Exercise set:
A. In the article about the cancelled spring break, how many signatures did the petition have as of Wednesday evening?
B. Please say whether each statement agrees with the article about the cancelled spring break, answering yes or no and quoting the deciding words: (i) The petition was launched on Change.org. (ii) Brandsen described the decision as open to negotiation. (iii) The university will make money by cancelling spring break.

Reading text:
▬▬▬
Calvin Memes for CRC Teens Facebook Page
Following the cancellation of spring break and Easter holidays, students immediately began posting about their frustration with the decision. Calvin Memes for CRC Teens, a popular student meme account, was flooded with posts regarding the schedule change.
“[The feeling when] spring and easter break get cancelled” captioned the image of a cartoon dog saying “This is fine” in a burning room.
Another student posted a similar meme to the group, writing, “This sucks so much and Calvin didn’t even apologize or at least acknowledge that it sucks.”
That post had nearly 200 likes and 60 comments. Some comments defended the decision as a preventative measure against students bringing the virus back to campus, and others decried the lack of breaks within the spring semester as detrimental to mental health on campus. Others questioned if Calvin would profit from the decision. According to Provost Cheryl Brandsen, the university will not make or lose money by cancelling spring break and ending a week earlier.
One of the comments linked a petition started by Troy Munchbach, a senior studying biochemistry and biology. The petition had over 500 signatures, as of Wednesday evening. Munchbach and his friends launched the petition on Change.org shortly after the email announcement. The accompanying letter focused on how breaks are important to student well-being and how the writers of the petition were uncomfortable with attending class on Good Friday.
“While I understand the concerns about bringing the virus back from an epidemiological standpoint, I as well as many others believe that Calvin has already demonstrated apt capability in handling the virus,” Munchbach said to Chimes.
Brandsen said that she and the administration would be happy to meet with the organizers of the petition but that this decision is non-negotiable. “This is something we need to do if we want to continue in-person classes during a pandemic,” said Brandsen.
Munchbach also said, “Losing Easter break is essentially losing the most important Christian Holiday, which is unacceptable in a Christian organization. The Bible teaches that sabbath is important.”
According to Brandsen, the administration has not received any backlash from supporting churches for holding class on Good Friday. She, Vice President of Student Life Sarah Visser and University Pastor Mary Hulst consulted each other prior to the decision and agreed that it is regrettable to hold classes on Good Friday. However, the cancellation is necessary to prevent students from traveling home and carrying the virus back with them. Campus Ministries is currently working on ways to commemorate Holy Week in other ways.
Student Body President Claire Murashima also responded to student concerns on her Instagram account. Students again raised concerns about attending class on Good Friday and wondered if spring break days could be distributed through the semester, like how fall break was.
▬▬▬
Information shown:

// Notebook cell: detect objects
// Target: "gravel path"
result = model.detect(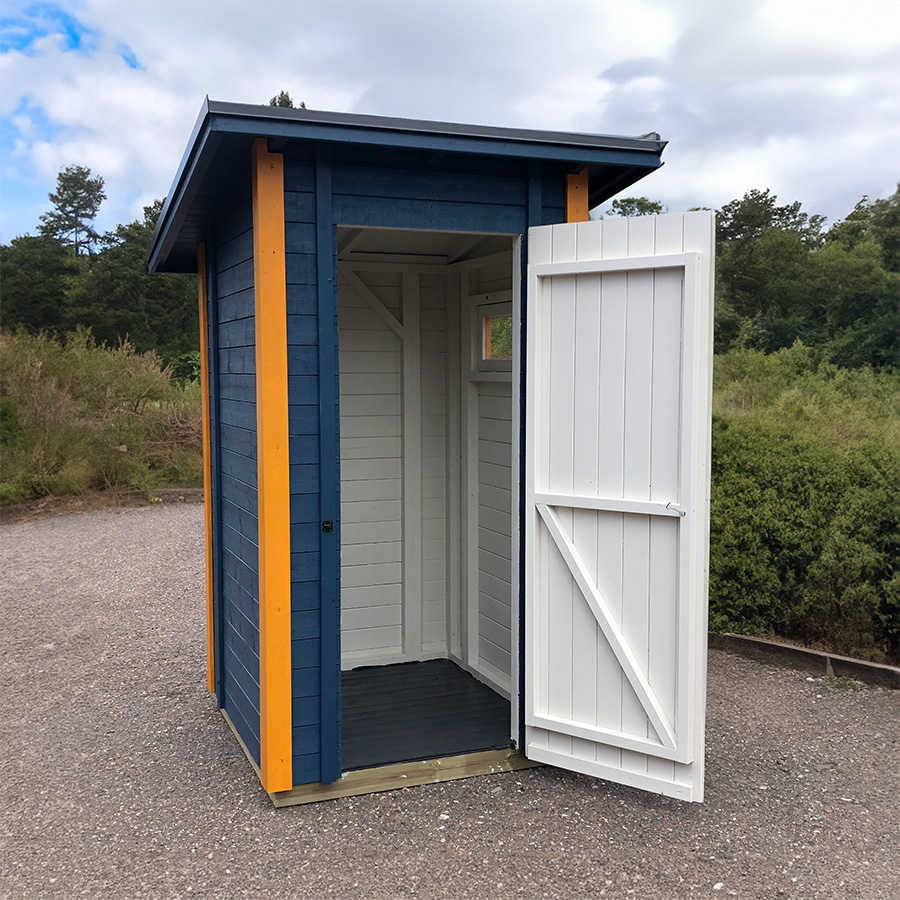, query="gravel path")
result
▬▬▬
Answers to the exercise:
A. Over 500.

B.
(i) Yes: "Munchbach and his friends launched the petition on Change.org shortly after the email announcement."
(ii) No: "this decision is non-negotiable."
(iii) No: "the university will not make or lose money by cancelling spring break and ending a week earlier."